» **TASK TO COMPLETE**:
Put the lines below into a two-column CSV with the headers instruction and boxes. Give one row for each line that asks for boxes, holding that line and the coordinate lines after it, each in a single quoted field with line breaks replaced by spaces, and leave out the pictures.

==== EXTRACTED RECORDS ====

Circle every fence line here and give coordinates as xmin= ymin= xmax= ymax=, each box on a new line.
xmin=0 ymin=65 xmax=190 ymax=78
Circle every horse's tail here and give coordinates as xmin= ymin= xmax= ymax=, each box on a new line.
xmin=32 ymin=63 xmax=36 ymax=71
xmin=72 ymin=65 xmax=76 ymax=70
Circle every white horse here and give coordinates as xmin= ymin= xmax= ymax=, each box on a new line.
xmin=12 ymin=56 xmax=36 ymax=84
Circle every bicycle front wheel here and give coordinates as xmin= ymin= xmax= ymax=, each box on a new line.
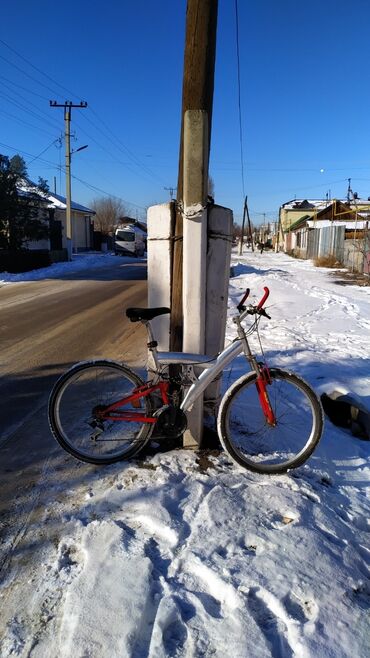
xmin=218 ymin=369 xmax=323 ymax=474
xmin=49 ymin=360 xmax=152 ymax=464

====

» **SOLUTION**:
instruction,boxes
"Circle every fence line here and give coordinates as xmin= ymin= xmax= ymax=, each box on a new line.","xmin=0 ymin=65 xmax=190 ymax=78"
"Circle every horse's tail here and give coordinates as xmin= ymin= xmax= ymax=, each box on a new line.","xmin=32 ymin=63 xmax=36 ymax=71 xmin=72 ymin=65 xmax=76 ymax=70"
"Circle every white horse here and give coordinates as xmin= ymin= xmax= ymax=, each box on a new line.","xmin=12 ymin=56 xmax=36 ymax=84"
"Circle every bicycle front wheel here and give coordinates as xmin= ymin= xmax= ymax=, each box on a new line.","xmin=218 ymin=369 xmax=323 ymax=474 xmin=49 ymin=360 xmax=152 ymax=464"